=== SOURCE MATERIAL ===

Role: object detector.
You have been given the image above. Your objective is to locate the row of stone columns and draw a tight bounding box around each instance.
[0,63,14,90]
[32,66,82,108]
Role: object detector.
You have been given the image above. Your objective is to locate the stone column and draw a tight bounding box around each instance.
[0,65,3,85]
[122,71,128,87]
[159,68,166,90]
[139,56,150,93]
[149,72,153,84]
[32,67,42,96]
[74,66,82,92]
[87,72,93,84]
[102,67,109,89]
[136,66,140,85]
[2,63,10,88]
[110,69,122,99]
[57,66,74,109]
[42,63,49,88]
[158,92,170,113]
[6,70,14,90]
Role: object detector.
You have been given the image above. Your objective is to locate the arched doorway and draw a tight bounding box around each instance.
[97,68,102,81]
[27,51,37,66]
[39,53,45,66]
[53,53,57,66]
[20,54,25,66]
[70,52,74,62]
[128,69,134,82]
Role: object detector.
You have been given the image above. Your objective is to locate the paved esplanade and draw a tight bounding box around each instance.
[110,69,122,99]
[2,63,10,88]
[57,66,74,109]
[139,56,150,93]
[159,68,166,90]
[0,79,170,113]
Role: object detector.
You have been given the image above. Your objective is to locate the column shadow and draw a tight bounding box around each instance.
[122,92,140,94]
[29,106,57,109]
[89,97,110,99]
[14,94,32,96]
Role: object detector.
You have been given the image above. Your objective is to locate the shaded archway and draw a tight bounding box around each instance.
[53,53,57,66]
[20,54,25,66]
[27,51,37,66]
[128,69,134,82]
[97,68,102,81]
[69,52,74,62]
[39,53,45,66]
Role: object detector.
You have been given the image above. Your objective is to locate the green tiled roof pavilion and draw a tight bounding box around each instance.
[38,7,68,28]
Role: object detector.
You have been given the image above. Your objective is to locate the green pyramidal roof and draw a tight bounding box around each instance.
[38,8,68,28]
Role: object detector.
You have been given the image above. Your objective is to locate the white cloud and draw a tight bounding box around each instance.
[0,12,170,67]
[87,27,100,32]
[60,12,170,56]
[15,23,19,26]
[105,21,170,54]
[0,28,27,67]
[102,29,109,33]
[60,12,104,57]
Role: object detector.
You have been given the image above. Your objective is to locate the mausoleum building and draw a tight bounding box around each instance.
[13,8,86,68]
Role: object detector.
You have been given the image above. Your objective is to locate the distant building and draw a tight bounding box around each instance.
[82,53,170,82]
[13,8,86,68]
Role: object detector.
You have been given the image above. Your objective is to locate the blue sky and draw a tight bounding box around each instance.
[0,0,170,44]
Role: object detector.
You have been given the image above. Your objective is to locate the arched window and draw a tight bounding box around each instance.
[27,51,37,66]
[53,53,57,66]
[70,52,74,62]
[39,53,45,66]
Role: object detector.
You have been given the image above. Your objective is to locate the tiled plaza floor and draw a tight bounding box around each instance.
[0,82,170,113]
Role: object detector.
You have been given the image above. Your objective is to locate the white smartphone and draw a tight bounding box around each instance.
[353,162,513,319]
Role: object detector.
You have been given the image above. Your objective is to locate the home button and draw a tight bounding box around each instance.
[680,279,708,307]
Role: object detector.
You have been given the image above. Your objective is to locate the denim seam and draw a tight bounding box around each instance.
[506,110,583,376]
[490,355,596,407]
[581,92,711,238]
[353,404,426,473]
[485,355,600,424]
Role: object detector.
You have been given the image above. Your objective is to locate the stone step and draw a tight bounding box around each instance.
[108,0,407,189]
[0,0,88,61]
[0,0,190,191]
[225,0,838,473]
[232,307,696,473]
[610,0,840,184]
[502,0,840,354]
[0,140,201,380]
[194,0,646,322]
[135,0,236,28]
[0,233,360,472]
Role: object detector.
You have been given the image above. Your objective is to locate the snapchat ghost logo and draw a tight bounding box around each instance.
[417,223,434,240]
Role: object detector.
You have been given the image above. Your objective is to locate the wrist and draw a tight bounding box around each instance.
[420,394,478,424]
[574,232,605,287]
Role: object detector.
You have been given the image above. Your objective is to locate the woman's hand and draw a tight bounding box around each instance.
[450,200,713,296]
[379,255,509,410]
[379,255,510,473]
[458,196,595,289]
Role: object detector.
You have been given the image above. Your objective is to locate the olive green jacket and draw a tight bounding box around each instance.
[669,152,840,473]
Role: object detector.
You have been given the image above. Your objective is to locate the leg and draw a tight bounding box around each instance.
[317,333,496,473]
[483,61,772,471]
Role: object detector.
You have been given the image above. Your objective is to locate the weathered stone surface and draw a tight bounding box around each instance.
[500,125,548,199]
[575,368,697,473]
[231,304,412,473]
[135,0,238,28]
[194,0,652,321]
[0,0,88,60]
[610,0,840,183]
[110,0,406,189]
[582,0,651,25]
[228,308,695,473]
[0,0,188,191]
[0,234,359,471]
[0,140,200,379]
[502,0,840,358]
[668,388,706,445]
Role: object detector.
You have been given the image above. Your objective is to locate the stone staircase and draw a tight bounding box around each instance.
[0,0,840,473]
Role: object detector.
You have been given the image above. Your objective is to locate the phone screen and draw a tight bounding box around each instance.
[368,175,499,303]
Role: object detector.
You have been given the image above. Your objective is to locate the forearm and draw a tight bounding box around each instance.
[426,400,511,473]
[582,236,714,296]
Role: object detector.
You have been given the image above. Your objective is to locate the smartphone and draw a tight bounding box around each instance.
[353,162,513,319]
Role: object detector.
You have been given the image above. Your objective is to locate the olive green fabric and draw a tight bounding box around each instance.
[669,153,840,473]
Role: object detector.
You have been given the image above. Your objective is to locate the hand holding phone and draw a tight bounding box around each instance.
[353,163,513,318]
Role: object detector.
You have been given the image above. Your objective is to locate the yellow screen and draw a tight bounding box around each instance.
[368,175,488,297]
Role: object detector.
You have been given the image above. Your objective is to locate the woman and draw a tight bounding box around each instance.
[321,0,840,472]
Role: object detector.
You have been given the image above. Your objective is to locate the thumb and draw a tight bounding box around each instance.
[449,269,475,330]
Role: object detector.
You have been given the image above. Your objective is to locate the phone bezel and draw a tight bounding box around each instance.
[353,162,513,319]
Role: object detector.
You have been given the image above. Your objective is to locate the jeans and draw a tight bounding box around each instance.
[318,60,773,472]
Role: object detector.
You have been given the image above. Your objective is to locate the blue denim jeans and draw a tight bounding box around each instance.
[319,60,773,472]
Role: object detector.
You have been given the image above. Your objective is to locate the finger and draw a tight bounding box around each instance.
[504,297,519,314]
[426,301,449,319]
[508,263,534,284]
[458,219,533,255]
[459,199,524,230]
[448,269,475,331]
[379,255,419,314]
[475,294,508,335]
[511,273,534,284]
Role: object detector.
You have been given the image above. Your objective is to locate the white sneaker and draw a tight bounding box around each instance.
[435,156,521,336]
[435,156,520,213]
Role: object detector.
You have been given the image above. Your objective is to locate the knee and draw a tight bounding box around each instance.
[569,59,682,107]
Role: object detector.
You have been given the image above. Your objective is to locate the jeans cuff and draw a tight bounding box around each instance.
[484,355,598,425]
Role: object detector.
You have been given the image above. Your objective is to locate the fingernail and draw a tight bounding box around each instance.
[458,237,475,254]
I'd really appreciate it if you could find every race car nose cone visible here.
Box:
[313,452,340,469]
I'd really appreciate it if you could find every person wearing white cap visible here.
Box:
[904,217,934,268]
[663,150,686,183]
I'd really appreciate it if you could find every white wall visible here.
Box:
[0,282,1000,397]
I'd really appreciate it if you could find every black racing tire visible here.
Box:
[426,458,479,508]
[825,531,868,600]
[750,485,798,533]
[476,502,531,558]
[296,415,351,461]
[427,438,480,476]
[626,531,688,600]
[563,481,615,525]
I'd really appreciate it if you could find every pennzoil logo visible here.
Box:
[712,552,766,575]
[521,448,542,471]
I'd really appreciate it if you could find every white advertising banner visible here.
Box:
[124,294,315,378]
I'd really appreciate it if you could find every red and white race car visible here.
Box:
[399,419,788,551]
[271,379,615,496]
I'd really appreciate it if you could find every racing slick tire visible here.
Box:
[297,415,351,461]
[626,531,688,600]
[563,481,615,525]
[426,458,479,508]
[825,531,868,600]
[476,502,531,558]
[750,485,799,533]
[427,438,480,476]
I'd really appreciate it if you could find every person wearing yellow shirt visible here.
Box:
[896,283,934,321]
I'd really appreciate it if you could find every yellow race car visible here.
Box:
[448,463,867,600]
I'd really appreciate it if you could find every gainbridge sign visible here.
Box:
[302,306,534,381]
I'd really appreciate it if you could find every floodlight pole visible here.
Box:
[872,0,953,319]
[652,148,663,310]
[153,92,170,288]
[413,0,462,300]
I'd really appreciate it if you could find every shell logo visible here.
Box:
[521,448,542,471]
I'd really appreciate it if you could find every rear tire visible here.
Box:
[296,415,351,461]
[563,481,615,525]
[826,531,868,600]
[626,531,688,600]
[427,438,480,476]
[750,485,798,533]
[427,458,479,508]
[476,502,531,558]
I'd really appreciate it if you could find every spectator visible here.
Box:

===

SET PROBLEM: Please pull out every line of the items that contains the word "building", treating uppercase and lowercase as different.

EXERCISE RESPONSE:
You have been given the image above. Your objective is to locate the mausoleum building and draw a tight bounding box around each instance.
You have been given the image above. Your objective is to locate the distant building and draw a tight bounding box around each instance.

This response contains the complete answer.